## What to work on:
Extend the development notes on matrix libraries and rendering performance below, picking up right after their final sentence.
───── Document extract ─────
I guess the chunk calculation is rather naive, but hey, I'm happy I worked it out.
Next step will be establishing Point and Vector as first class citizens. The idea is to make this interface/abstract driven,
so I can "easily" switch to a fastmath lib or something without major refactorings. There seems to be a handful of powerful
vector/matrix libraries out there.
That's it, fun has been had and off to bed!
If someone sent me a PR, that is as huge as this single commit, I'd go berserk. Then again, think of it as a squash commit. Think of it of several small commits towards one goal: Introduce a third-party library for matrix/vector calculations and provide an interface to switch between implementations
That's how we ended up with:
- MatrixProvider.MatrixType.NAIVE
- MatrixProvider.MatrixType.EJML
NAIVE is my original implementation, using only java primitives, wrapped in my own classes, Tuple and Matrix.
EJML is a library I found mentioned in a Baeldung post.
First step was to move this stuff to a new package. algebra seems like a fitting name to me as it is pure calculation stuff.
The Provider architecture is rather raw, as is the mechanism to switch between Matrix implementations directly in the MatrixProvider
by setting a different enum value. But hey, this is ongoing work.
In the end, using EJML halves render-time which is great! Some of the implementations in the EjmlMatrixWrapper are rather ugly,
as a result of direct ancestry from the old Matrix.
I guess, it will all fall in place when I start moving the calculation off of the CPU and into the GPU. That will be fun!
That's all for now, no new GeometryObjects, no new Worlds or Scenes, sorry. But sometimes we need to do the work.
Have fun!
Been a sleep for a while and was wondering how I could improve performance. Everything is calculated on the CPU, so I thought I'd give the GPU a try. But how do you do that? I was aware of stuff like JCUDA but this whole GPU thing is rather new to me. Writing kernels? What is a kernel? Which parts to move to the GPU? Where is the point in code at which I move stuff to the GPU?
Then I thought, hey, let's check which operations are the most expensive and which oeprations are happening most often.
───── Data listing ─────
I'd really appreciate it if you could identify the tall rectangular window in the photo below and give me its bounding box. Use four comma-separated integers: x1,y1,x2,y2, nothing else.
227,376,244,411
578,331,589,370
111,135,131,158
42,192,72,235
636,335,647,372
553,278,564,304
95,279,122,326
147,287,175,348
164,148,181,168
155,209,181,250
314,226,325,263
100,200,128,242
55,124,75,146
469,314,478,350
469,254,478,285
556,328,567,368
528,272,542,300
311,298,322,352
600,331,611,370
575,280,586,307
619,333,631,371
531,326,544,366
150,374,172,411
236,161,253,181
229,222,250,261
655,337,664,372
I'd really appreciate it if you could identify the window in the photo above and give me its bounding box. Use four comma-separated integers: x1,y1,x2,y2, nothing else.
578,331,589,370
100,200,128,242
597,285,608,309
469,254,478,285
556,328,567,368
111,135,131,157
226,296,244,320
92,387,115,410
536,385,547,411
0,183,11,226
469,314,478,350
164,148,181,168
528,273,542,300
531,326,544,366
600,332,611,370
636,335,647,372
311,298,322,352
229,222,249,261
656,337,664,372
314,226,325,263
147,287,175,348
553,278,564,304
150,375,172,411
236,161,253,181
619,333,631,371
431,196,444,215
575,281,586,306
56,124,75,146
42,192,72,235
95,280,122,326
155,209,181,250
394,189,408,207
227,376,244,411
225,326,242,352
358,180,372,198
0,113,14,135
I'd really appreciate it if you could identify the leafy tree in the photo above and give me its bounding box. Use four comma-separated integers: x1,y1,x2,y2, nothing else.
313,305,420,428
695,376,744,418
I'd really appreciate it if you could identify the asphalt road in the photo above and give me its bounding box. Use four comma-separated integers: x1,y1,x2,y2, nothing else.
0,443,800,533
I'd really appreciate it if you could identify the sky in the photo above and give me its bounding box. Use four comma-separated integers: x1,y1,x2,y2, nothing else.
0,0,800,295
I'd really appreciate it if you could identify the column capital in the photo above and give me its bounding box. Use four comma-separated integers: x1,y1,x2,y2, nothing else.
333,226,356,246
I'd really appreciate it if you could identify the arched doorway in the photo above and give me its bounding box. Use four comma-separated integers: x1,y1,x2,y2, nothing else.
─────
## Response to this task:
A simple global counter et voi la:
//NAIVE INFO: Counter : Counter{mulM=10, mulT=29464711, transpose=1916369, determinant=741426545, subM=611156128, minor=609057633, cofactor=618963224, isInvertible=16503397, inverse=16505189, translate=12, scale=10, rotX=4, rotY=6, rotZ=0, shear=0}
These are the numbers when using MT.NAIVE. The numbers for EJML are similar. 10-100 Million operations, yeah. OK. I started asking ChatGPT for how to perform multiplications on the GPU. It provided some JCUDA code, which I never tried as I got distracted by this whole AI thing.
Then, I don't know how, I stumbled upon JCUBLAS, which is a JAVA binding/library for NVIDIA's CUDA, more specifically CUBLAS, which provides BLAS operations like
matrix-matrix, matrix-vector and vector-vector multiplication. I was like, "Hey, that's what I need!". So I went with an incredibly naive approach to just outsource the matrix-vector multiplication.
You can see the results in CublasMatrixWrapper. It's not pretty, but it works.
Hm, at least for some value of "works". It produces the correct results, but the performance is abysmal. No wonder, I'm just using the naive approach, which is to copy the matrix and vector to the GPU, perform the multiplication and copy the result back to the CPU. Which is obviously slow. But hey, it's a start. I'll try to improve this, but I'm not sure if I'll be able to do it in a reasonable amount of time. I'll keep you posted.
For now, I'll continue with the implementation in the book. I need a better understanding how to "chunk" the tracing algorithm such that bigger parts can be outsources and parallelized on the GPU, not just single operations.